Stored data entries
____
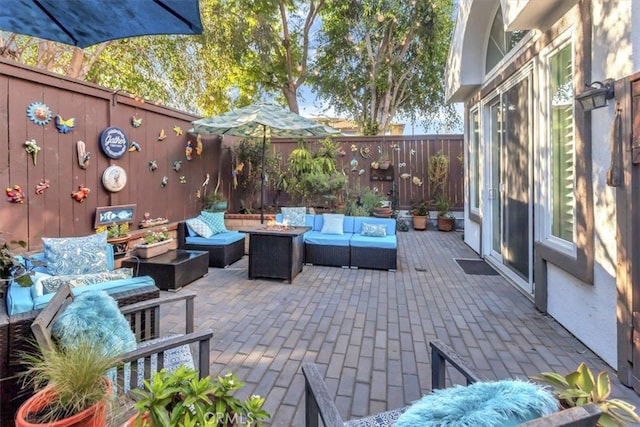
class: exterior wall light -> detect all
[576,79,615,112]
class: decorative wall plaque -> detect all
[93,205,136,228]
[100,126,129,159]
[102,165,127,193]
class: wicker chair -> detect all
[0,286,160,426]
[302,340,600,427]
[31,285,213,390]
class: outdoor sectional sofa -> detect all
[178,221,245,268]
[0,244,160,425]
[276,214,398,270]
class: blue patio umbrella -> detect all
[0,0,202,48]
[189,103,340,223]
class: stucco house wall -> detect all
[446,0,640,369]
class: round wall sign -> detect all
____
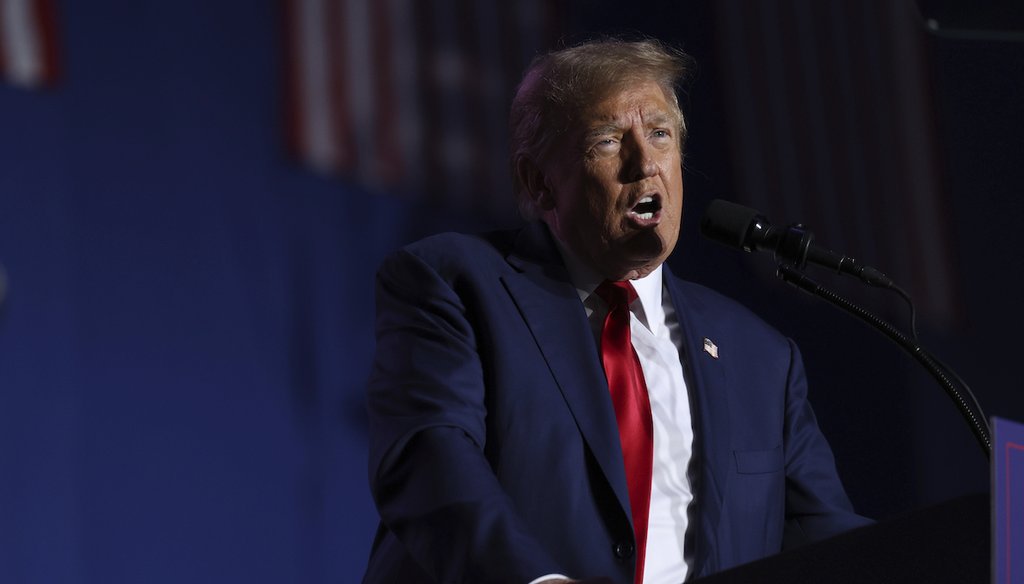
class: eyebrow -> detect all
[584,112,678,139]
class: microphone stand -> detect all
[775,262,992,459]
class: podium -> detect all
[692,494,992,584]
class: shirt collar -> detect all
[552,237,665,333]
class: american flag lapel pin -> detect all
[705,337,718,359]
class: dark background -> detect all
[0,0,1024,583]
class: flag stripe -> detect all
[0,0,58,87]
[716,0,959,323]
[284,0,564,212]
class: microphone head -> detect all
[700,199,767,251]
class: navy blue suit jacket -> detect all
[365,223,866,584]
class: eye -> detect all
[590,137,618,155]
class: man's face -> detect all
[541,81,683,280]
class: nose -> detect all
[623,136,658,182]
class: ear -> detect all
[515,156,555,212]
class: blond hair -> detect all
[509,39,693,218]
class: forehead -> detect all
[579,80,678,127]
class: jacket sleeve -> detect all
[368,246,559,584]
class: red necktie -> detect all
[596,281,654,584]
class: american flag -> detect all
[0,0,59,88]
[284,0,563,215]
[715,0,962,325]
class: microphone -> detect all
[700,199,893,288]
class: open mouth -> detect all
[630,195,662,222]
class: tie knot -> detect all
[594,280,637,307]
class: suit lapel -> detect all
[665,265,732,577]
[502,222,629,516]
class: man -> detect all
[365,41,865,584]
____
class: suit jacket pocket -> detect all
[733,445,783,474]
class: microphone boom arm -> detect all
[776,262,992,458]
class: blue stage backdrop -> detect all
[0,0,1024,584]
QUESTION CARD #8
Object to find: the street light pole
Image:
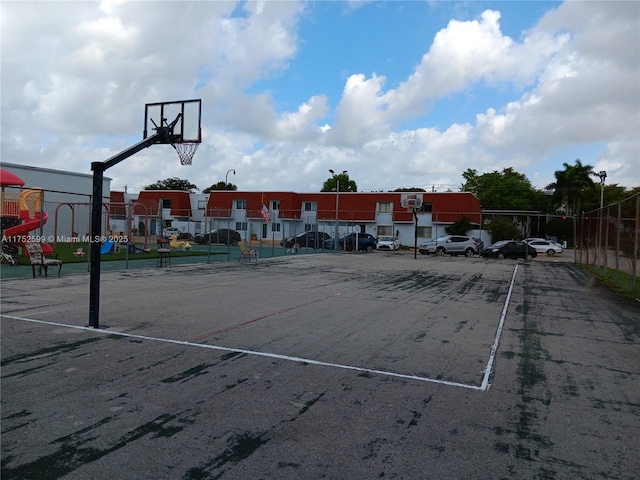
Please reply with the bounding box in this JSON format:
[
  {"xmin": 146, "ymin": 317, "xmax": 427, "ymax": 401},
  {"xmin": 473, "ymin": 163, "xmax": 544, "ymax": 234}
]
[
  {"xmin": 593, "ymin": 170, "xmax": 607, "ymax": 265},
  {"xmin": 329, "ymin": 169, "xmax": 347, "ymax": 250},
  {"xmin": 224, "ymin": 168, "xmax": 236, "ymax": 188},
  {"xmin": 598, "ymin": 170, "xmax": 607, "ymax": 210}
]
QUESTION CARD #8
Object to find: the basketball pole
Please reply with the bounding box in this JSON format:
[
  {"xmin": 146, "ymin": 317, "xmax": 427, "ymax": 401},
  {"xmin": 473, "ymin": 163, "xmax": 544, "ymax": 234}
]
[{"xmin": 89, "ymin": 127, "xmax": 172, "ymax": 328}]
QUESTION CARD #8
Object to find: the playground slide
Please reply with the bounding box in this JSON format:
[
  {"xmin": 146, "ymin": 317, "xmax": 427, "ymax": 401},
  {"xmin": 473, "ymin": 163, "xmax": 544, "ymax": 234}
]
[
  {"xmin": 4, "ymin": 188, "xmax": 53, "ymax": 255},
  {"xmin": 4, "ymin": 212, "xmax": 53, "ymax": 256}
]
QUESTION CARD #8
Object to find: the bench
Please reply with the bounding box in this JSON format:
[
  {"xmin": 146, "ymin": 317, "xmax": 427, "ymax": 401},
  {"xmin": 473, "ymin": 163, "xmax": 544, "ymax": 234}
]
____
Short problem: Scale the stretch from the line containing "class: eye -> detect all" through the line containing "[630,195,662,222]", both lines included, reproducing every line in it, including those without coordinates, with each bounding box coordinate multiplied by 2.15 and rounded to a whole number (halves rounded up). Return only those lines.

Full answer:
class: eye -> detect all
[1269,295,1329,333]
class: man's face -> detect all
[1163,174,1468,602]
class: nose -> detect all
[1339,292,1415,391]
class: ear -> detect all
[1107,335,1193,456]
class: blond hair -> detect all
[1094,84,1490,469]
class: forehead -> detect all
[1245,172,1458,273]
class: jacket sleeve -> detect all
[791,529,1202,1256]
class: red necktie -> detect all
[1281,604,1406,1256]
class: american flag -> detect all
[0,0,127,189]
[611,0,1210,462]
[1537,0,2068,699]
class: microphone -> detect all
[1505,428,1920,619]
class: open mouth -> detect all
[1355,419,1423,477]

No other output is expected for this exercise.